Task requirements.
Print every row below verbatim, leaving out the pictures.

Source data
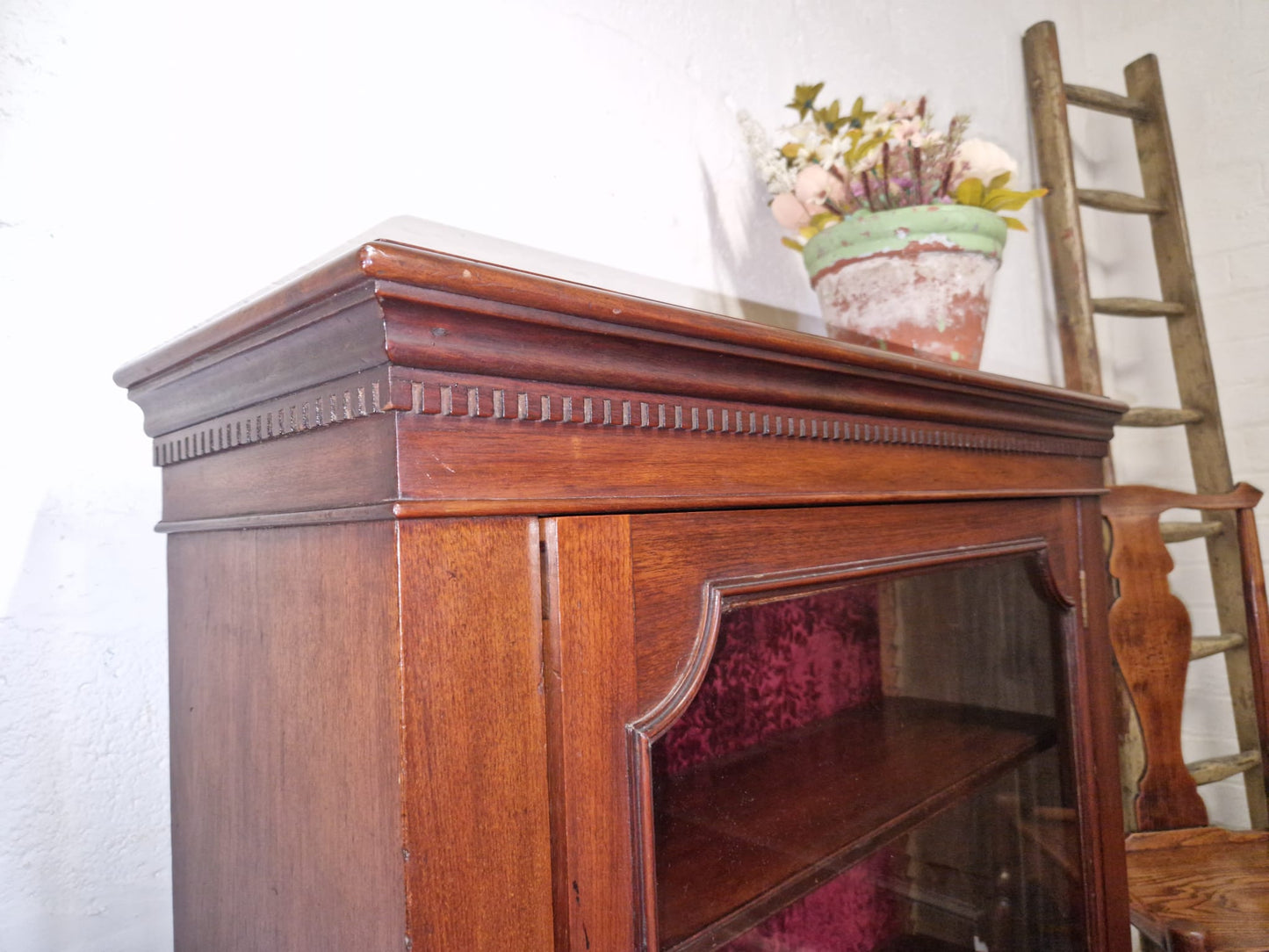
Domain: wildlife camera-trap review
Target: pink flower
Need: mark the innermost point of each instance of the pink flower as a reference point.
(816, 185)
(790, 213)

Response to the task.
Domain: wildlife camera-trap review
Target: pink flower
Need: mark the innermost point of each instance of the pink flower as a reference point.
(816, 185)
(790, 213)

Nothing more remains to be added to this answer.